*Apply what you read*:
- A) Using the text on Nuns on the Bus, decide whether each statement agrees with it, answering yes or no and quoting the words that settle it: (i) The group's theme in 2013 was immigration reform. (ii) The nuns' journeys are sponsored by the International Union of Superiors General. (iii) Pope Francis ended the Vatican investigation in 2012.
- B) According to the text on Nuns on the Bus, who leads the group?
- C) Carry the text on Nuns on the Bus forward, beginning after its final sentence.

= Nuns on the Bus =

American Catholic advocacy group

Nuns on the Bus is a Catholic advocacy group in the United States.
Their name comes from the fact that they tour the country on a bus.

Led by Sister Simone Campbell, they place emphasis on the Church's long-standing commitment to social justice. In different years, the nuns have tackled different themes. In 2012, the nuns aimed to draw attention to nuns' work with the poor and to protest planned aid cuts. In 2013, the theme was immigration reform. The nuns' journeys are sponsored by NETWORK.

==Doctrine==
The Nuns on the Bus were at one time criticized by the Vatican under Benedict XVI's leadership for having "serious doctrinal problems" and "radical feminist themes incompatible with the Catholic faith." When American religious sisters were under investigation by the Vatican, the International Union of Superiors General, in contrast, issued a strong statement of support for U.S. women religious congregations. The IUSG praised American women religious for living up to the directives and spirit of the Second Vatican Council. Unlike U.S. bishops at that time, the Nuns on the Bus group was supportive of national health care legislation known as Obamacare. Simone Campbell was one of the American nuns targeted by then Pope Benedict XVI in 2012 through his controversial investigation of the Leadership Conference of Women Religious. The Vatican investigators accused the American nuns of insufficient adherence to traditional doctrines. However, Pope Francis ended the investigation in 2015 and reconciled with the American nuns.

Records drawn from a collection
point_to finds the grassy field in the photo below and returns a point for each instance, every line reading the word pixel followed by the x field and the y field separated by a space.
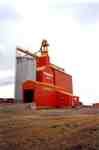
pixel 22 128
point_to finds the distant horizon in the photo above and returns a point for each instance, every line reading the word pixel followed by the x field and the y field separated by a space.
pixel 72 30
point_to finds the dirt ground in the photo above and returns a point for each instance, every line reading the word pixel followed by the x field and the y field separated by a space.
pixel 24 128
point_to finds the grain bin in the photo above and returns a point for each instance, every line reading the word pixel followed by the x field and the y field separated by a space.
pixel 25 70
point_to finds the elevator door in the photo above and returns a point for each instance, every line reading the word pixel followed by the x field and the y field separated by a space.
pixel 28 96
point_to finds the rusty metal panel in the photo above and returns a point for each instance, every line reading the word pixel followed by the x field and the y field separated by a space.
pixel 63 80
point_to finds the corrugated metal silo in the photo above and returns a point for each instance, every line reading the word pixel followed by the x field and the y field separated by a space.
pixel 25 70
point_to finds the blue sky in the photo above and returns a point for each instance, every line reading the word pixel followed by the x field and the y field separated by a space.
pixel 72 29
pixel 7 48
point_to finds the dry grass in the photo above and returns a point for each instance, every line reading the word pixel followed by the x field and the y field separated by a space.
pixel 23 129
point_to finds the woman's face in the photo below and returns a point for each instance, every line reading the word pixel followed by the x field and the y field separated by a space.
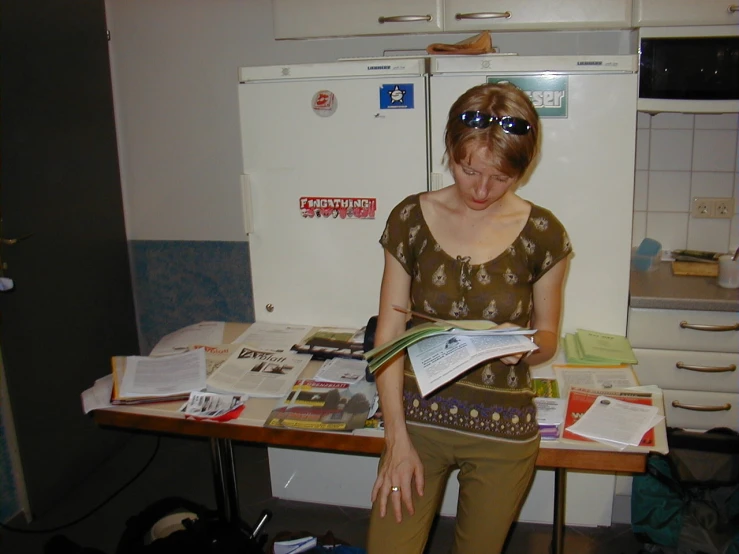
pixel 480 183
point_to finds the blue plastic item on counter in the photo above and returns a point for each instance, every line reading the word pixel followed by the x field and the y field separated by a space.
pixel 647 256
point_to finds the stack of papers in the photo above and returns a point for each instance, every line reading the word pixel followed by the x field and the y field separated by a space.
pixel 594 348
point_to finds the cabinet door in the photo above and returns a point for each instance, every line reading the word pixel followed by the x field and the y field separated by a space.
pixel 701 410
pixel 657 13
pixel 519 15
pixel 331 18
pixel 687 370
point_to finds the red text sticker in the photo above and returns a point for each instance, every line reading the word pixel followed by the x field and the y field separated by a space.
pixel 331 207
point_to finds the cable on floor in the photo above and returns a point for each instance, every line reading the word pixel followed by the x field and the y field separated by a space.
pixel 96 508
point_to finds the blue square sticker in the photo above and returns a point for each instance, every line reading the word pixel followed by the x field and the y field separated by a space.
pixel 393 97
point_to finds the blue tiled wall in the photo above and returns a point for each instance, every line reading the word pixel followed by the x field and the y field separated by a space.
pixel 178 283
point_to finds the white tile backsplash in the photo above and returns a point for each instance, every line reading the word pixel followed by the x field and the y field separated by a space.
pixel 712 184
pixel 714 150
pixel 669 191
pixel 673 121
pixel 709 234
pixel 638 228
pixel 641 182
pixel 670 229
pixel 678 157
pixel 670 150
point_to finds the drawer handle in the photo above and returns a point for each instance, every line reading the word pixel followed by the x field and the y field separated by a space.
pixel 403 18
pixel 725 408
pixel 706 368
pixel 707 327
pixel 483 15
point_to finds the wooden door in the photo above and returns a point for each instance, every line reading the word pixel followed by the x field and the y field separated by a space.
pixel 72 306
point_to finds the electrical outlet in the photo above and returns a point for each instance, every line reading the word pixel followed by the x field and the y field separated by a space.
pixel 703 207
pixel 723 208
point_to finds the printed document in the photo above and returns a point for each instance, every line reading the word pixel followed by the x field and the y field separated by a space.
pixel 615 422
pixel 163 376
pixel 438 359
pixel 618 377
pixel 205 332
pixel 258 373
pixel 277 337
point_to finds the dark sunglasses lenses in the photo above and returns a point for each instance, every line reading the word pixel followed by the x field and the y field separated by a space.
pixel 480 120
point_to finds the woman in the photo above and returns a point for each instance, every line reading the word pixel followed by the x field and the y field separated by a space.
pixel 473 250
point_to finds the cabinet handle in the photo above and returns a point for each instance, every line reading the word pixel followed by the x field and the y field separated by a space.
pixel 707 327
pixel 706 368
pixel 483 15
pixel 404 18
pixel 725 408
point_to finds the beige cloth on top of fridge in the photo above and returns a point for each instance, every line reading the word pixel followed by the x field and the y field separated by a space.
pixel 479 44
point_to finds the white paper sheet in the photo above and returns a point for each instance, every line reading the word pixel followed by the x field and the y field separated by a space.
pixel 616 422
pixel 98 396
pixel 278 337
pixel 205 332
pixel 163 376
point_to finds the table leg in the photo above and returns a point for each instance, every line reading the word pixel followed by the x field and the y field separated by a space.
pixel 558 531
pixel 219 482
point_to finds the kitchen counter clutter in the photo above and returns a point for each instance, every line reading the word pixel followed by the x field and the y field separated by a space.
pixel 663 290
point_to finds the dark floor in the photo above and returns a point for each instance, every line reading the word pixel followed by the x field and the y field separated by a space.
pixel 182 468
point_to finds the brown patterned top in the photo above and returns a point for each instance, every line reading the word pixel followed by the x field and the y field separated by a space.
pixel 493 399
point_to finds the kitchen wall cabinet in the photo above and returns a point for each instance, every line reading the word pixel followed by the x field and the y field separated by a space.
pixel 659 13
pixel 294 19
pixel 530 15
pixel 693 356
pixel 333 18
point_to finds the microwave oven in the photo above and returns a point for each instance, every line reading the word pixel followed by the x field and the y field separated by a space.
pixel 689 69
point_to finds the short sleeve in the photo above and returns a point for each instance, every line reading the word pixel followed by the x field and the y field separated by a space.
pixel 547 242
pixel 400 229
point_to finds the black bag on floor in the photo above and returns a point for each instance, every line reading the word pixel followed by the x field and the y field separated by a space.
pixel 688 500
pixel 204 534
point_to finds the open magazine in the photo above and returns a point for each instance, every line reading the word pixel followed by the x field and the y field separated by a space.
pixel 381 355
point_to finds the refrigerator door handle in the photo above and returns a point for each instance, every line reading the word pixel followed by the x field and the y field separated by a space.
pixel 246 204
pixel 483 15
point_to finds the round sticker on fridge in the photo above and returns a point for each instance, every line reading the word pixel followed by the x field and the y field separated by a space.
pixel 324 103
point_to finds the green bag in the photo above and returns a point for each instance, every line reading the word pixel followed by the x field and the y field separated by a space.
pixel 689 499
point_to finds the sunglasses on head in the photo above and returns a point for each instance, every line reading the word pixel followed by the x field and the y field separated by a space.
pixel 509 124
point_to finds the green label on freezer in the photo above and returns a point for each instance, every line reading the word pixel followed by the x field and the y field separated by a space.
pixel 548 93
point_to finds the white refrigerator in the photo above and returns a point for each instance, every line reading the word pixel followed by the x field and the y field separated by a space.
pixel 380 140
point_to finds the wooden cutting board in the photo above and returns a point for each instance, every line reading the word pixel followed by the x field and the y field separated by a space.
pixel 698 269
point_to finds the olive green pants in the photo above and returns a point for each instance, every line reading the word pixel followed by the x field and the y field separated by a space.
pixel 494 477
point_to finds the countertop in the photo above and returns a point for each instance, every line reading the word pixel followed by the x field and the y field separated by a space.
pixel 661 289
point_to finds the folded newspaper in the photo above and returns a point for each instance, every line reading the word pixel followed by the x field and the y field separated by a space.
pixel 441 351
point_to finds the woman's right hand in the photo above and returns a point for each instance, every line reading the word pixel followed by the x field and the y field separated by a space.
pixel 401 468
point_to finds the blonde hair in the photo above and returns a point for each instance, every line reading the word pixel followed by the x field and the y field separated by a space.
pixel 512 154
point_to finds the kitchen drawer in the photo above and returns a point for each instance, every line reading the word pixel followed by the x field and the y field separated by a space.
pixel 683 330
pixel 658 13
pixel 714 372
pixel 726 408
pixel 516 15
pixel 331 18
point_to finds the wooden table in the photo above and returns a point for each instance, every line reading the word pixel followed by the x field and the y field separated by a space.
pixel 553 454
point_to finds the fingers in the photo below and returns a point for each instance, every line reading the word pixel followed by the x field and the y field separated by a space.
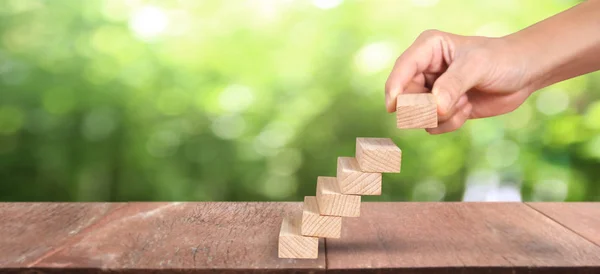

*Solved tasks*:
- A)
(i) Yes: "In 2013, the theme was immigration reform."
(ii) No: "The nuns' journeys are sponsored by NETWORK."
(iii) No: "However, Pope Francis ended the investigation in 2015 and reconciled with the American nuns."

- B) Sister Simone Campbell.

- C)
==Creation of tour==
The bus tour was created as a response to "a blistering critique of American nuns" initiated by the Vatican under Pope Benedict XVI. The critique accused the nuns of being more outspoken on issues of social justice, than on issues that the church hierarchy of the time viewed as more important: abortion and same-sex marriage. In a program the New York Times called a "spirited retort to the Vatican" the nuns organized a bus trip across nine states, visiting homeless shelters, pantries, education and health care facilities run by nuns. The purpose was to give visibility to the nuns' efforts on behalf of the poor and disenfranchised.

==2012 tours==
The nuns undertook several tours in 2012, an election year in the United States, educating followers on issues of social justice. The first bus carried only 12 nuns to make room for a sound system, signs and a podium, and many would-be riders had to be turned away for lack of space.

It was decided that the group on board would be rotated to include Sisters of Charity of the Blessed Virgin Mary, the Daughters of Charity and the Sisters of Social Service.

===First tour===
The bus tour began on June 18, 2012, in Iowa and ended on July 2 in Washington D.C. It covered 2700 miles and nine states. The tour planned to stop at homeless shelters, food pantries, schools and health care facilities run by nuns to highlight their work with the nation's poor and disenfranchised" and "to protest cuts in programs for the poor and working families in the federal budget that was passed by the House of Representatives and proposed by Representative Paul D. Ryan, a Wisconsin Republican who cited his Catholic faith to justify the cuts".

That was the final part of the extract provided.